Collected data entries
***

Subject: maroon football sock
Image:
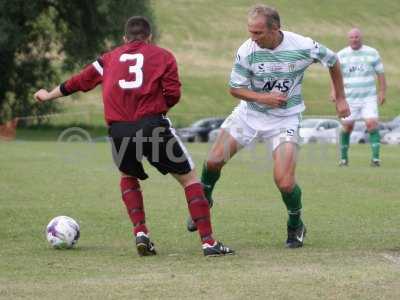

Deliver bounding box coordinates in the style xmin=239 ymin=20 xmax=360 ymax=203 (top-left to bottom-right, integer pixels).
xmin=120 ymin=177 xmax=148 ymax=235
xmin=185 ymin=183 xmax=215 ymax=245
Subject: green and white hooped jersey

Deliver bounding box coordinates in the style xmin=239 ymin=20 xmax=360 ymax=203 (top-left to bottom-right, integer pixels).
xmin=338 ymin=45 xmax=384 ymax=103
xmin=229 ymin=31 xmax=337 ymax=116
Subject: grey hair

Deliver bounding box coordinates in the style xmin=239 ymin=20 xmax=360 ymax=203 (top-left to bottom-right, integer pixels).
xmin=248 ymin=4 xmax=281 ymax=29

***

TASK STATEMENT: Convert the lines above into a Markdown table with the columns Row and Line, numbering each line and omitting any blank ones. Leave the pictures out of the table.

THE ANSWER:
| Row | Line |
|---|---|
| 1 | Subject: maroon football sock |
| 2 | Image: |
| 3 | Deliver bounding box coordinates in the style xmin=239 ymin=20 xmax=360 ymax=203 (top-left to bottom-right, integer pixels). |
| 4 | xmin=120 ymin=177 xmax=148 ymax=235 |
| 5 | xmin=185 ymin=183 xmax=215 ymax=245 |
| 6 | Subject: green and white hooped jersey |
| 7 | Deliver bounding box coordinates in the style xmin=239 ymin=20 xmax=360 ymax=203 (top-left to bottom-right, integer pixels). |
| 8 | xmin=338 ymin=45 xmax=384 ymax=103 |
| 9 | xmin=229 ymin=31 xmax=337 ymax=116 |
| 10 | Subject: grey hair |
| 11 | Deliver bounding box coordinates in the style xmin=239 ymin=20 xmax=360 ymax=203 (top-left to bottom-right, integer pixels). |
| 12 | xmin=248 ymin=4 xmax=281 ymax=29 |